Chemicals in environment may increase drug abuse

provided by Texas A&M University

hen it comes to drug addiction and abuse, a Texas A&M University psychologist believes certain populations may be at more of a risk than others because of what, up until now, has remained an unknown factor chemicals in the environment. “We have to say it's possible that a chemical environment may actually increase drug abuse,” says Texas A&M psychologist Jack Nation, who for the last 15 years has studied the effects of environmental contaminants on drug use.

    “There's an entire chemical soup we all live in that could interact with drugs that have abuse liability,” Nation says. “No one has ever looked at that. We're the only lab in the world that systematically looks at the effects of environmental pollution on drug abuse, using animal models.”

    The contaminants Nations studies are lead and cadmium.

• WHAT TO DO: According to the article on environmental chemicals and drug abuse, why does the Texas A&M psychologist think certain populations may be at more risk of drug addiction and abuse than others?

• DATASET EXCERPTS:
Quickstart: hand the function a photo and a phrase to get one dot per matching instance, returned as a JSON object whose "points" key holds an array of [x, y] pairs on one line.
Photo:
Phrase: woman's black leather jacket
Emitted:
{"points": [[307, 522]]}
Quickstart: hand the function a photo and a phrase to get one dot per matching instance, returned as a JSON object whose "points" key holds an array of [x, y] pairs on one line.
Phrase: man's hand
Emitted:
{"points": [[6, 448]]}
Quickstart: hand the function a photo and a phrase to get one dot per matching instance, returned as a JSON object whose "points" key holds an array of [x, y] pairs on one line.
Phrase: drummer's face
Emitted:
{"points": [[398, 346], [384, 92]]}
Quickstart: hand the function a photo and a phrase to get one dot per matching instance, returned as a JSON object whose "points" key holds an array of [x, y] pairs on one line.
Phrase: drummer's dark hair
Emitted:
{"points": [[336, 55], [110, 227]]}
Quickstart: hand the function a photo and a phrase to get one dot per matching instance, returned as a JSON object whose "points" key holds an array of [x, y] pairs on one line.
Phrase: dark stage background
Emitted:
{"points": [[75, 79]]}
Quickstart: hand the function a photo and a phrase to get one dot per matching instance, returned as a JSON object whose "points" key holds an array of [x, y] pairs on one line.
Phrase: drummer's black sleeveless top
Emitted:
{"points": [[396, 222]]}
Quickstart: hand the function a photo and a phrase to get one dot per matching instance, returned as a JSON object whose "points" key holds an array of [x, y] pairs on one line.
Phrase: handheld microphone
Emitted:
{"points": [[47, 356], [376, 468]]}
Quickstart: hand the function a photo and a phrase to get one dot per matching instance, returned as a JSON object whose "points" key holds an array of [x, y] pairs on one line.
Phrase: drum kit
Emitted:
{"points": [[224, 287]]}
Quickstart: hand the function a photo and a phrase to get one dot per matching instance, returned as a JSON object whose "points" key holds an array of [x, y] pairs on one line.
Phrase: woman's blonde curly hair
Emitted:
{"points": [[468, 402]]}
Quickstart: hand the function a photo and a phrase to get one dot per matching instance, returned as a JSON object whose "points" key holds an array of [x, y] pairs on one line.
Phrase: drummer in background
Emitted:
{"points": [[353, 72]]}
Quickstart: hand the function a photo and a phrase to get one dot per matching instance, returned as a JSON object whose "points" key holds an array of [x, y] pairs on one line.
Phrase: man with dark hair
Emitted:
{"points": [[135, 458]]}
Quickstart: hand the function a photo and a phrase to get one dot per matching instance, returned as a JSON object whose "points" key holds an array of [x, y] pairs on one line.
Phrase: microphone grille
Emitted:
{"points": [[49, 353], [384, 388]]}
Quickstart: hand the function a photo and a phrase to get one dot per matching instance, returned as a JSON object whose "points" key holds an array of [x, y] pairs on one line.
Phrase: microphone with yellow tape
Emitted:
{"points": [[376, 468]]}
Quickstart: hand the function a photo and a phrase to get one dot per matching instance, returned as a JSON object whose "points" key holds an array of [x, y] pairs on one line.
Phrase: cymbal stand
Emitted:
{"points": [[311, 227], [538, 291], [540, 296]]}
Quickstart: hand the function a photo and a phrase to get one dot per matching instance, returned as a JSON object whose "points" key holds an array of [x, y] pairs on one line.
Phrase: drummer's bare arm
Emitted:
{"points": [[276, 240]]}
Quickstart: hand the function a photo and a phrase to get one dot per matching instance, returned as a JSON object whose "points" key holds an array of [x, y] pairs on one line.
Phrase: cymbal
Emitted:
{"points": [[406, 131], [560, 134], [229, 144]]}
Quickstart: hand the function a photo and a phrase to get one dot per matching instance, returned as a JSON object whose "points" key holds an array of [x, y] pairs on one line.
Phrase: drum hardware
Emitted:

• ANSWER TO THIS EXERCISE: He thinks chemicals in the environment may be the cause. People live in "an entire chemical soup" that could interact with drugs that have abuse liability, so a chemical environment may actually increase drug abuse.